Report the number of lines in the entries below that include the word "yellow", and nothing else.

____ Extracted data

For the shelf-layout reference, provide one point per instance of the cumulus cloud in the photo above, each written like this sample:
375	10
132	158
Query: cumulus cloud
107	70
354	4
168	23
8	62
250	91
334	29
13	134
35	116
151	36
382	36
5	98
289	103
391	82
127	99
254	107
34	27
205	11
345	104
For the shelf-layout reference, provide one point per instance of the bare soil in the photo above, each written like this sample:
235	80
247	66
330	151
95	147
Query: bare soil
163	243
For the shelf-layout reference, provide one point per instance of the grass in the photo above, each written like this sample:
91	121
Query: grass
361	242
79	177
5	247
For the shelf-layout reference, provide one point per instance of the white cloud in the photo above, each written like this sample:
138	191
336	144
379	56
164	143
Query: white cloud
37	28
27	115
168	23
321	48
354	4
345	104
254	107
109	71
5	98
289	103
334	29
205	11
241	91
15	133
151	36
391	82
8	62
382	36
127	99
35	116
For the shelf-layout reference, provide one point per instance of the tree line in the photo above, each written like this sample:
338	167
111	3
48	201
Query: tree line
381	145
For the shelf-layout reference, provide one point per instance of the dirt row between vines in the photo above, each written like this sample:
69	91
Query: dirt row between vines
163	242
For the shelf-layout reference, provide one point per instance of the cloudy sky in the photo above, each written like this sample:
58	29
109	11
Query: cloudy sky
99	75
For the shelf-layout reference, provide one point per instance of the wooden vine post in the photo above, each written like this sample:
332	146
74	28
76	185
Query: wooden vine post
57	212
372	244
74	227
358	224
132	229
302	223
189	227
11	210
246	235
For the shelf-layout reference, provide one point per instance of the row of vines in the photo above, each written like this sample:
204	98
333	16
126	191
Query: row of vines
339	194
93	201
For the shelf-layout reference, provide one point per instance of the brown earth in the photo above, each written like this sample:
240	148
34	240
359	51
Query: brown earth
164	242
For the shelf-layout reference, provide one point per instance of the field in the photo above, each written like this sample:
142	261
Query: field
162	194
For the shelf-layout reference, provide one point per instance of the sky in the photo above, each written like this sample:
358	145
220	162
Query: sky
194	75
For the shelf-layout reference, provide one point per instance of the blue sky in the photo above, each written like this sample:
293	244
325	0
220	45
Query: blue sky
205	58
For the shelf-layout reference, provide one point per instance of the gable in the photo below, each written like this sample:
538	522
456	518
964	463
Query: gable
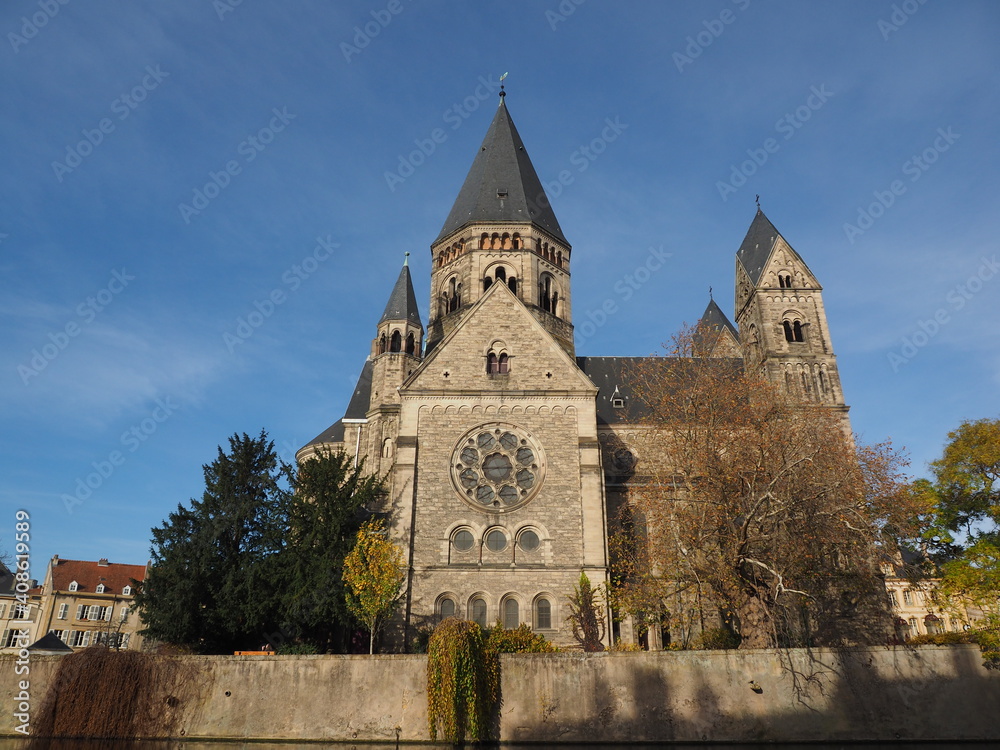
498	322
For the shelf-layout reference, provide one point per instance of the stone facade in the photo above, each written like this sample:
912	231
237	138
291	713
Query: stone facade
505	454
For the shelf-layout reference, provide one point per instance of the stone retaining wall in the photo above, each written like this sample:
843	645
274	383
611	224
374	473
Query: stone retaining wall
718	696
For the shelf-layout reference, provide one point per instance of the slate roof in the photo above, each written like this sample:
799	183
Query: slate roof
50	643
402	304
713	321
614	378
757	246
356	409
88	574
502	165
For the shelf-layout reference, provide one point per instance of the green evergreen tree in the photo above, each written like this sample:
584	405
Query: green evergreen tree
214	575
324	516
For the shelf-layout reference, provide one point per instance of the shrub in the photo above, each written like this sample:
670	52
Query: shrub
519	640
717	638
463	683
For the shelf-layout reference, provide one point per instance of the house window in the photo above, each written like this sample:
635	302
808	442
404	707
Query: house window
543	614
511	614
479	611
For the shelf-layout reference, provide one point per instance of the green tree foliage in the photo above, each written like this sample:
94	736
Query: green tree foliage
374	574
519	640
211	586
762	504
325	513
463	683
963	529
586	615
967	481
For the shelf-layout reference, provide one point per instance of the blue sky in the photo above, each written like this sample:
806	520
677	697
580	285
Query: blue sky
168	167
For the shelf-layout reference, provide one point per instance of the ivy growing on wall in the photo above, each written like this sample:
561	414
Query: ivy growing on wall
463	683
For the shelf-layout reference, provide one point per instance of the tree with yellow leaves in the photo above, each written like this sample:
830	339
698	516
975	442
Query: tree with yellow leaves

________
____ Extracted data

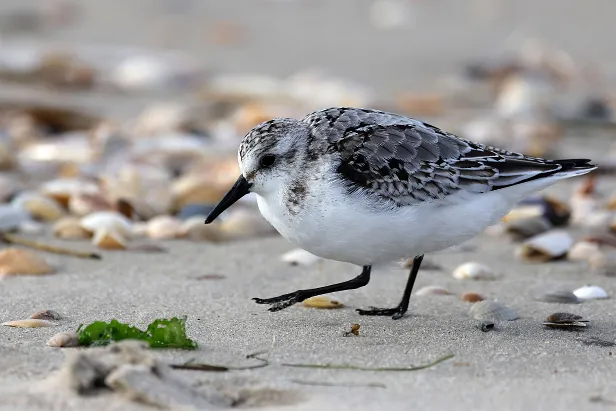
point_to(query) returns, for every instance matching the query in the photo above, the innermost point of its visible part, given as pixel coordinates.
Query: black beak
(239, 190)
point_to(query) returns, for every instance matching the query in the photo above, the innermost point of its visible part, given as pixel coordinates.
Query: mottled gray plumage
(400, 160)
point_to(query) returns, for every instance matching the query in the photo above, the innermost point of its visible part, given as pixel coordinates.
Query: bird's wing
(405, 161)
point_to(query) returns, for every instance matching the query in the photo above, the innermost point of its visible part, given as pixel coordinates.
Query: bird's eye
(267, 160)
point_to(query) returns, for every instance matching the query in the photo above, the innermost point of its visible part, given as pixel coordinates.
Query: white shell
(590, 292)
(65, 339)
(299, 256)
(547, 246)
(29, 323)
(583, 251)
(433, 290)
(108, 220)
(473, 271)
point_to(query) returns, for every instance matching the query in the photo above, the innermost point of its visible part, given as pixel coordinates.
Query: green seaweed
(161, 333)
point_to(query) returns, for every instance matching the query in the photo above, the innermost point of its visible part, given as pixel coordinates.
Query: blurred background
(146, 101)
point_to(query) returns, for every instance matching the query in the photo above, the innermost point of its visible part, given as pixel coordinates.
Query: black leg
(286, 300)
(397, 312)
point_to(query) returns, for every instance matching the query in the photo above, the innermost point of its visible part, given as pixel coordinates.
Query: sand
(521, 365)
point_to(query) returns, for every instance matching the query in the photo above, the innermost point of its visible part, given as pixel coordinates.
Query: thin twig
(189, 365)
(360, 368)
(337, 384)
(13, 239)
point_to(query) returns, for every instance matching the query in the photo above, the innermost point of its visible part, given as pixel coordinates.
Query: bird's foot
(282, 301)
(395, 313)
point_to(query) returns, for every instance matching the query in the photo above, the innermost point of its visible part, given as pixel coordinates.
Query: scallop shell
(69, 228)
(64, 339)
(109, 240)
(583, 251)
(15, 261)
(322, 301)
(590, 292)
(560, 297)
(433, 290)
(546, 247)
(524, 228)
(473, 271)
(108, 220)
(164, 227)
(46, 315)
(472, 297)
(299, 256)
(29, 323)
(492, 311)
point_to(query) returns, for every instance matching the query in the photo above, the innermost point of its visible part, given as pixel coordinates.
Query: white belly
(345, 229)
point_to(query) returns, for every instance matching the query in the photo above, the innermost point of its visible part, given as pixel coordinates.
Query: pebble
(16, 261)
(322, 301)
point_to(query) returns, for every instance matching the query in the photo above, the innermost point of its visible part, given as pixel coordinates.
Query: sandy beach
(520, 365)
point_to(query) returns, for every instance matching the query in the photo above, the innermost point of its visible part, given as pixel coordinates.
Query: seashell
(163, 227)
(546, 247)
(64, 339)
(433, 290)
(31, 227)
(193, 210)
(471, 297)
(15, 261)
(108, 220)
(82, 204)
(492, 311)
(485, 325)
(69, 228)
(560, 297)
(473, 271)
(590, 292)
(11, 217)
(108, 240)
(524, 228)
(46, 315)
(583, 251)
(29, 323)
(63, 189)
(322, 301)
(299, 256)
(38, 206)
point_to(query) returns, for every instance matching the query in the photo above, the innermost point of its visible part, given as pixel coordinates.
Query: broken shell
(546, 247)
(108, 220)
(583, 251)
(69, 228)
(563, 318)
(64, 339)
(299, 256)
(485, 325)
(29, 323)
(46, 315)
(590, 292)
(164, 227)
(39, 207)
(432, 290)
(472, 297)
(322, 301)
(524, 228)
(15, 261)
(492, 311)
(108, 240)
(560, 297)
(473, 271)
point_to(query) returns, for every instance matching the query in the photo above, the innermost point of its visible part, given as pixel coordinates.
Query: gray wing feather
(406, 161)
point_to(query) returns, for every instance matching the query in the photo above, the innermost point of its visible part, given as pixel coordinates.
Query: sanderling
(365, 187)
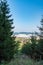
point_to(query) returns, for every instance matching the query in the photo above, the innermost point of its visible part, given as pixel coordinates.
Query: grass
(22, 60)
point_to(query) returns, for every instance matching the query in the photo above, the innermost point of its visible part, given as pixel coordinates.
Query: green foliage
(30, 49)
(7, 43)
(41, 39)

________
____ Extracted data

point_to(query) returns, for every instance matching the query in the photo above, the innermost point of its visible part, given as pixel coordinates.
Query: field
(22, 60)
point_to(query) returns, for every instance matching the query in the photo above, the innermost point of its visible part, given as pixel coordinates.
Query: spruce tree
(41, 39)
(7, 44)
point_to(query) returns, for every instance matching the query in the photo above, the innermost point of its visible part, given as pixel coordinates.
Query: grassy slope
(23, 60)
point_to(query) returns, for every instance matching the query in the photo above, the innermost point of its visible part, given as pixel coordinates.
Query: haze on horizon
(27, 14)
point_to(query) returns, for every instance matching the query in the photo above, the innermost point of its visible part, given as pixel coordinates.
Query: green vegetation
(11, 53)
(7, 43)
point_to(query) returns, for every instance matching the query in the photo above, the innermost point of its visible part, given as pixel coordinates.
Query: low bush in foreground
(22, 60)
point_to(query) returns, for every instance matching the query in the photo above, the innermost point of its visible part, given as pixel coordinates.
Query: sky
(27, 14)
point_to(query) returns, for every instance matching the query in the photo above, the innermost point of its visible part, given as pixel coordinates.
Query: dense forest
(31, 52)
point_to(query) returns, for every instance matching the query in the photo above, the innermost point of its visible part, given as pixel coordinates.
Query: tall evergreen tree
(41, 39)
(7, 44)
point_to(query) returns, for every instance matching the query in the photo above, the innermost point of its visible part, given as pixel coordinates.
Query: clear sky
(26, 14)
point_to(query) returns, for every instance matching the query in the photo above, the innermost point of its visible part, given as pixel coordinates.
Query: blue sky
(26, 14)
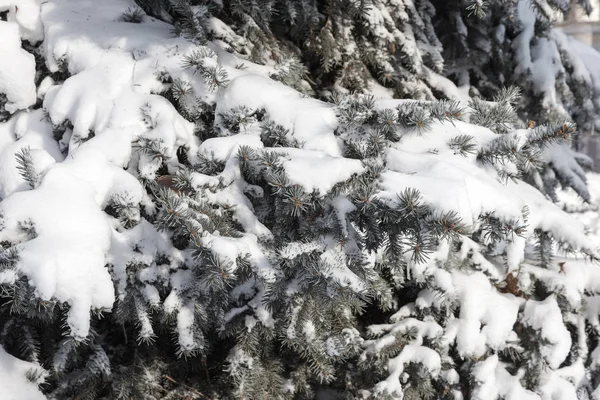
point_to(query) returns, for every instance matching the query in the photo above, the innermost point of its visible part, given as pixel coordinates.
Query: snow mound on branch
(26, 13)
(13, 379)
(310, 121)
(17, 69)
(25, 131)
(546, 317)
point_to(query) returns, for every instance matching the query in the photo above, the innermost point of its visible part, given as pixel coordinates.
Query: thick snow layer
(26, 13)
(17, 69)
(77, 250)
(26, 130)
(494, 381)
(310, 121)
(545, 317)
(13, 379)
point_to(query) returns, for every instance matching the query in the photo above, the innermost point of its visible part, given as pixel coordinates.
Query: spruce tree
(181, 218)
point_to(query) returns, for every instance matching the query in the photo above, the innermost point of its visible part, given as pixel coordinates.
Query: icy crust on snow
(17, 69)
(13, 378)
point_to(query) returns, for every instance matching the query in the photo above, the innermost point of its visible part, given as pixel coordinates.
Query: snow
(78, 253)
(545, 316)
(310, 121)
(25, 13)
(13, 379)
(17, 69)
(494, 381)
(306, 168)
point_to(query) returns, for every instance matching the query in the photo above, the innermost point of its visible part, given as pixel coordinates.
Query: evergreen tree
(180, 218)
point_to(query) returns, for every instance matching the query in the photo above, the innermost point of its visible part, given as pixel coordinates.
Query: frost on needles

________

## Response
2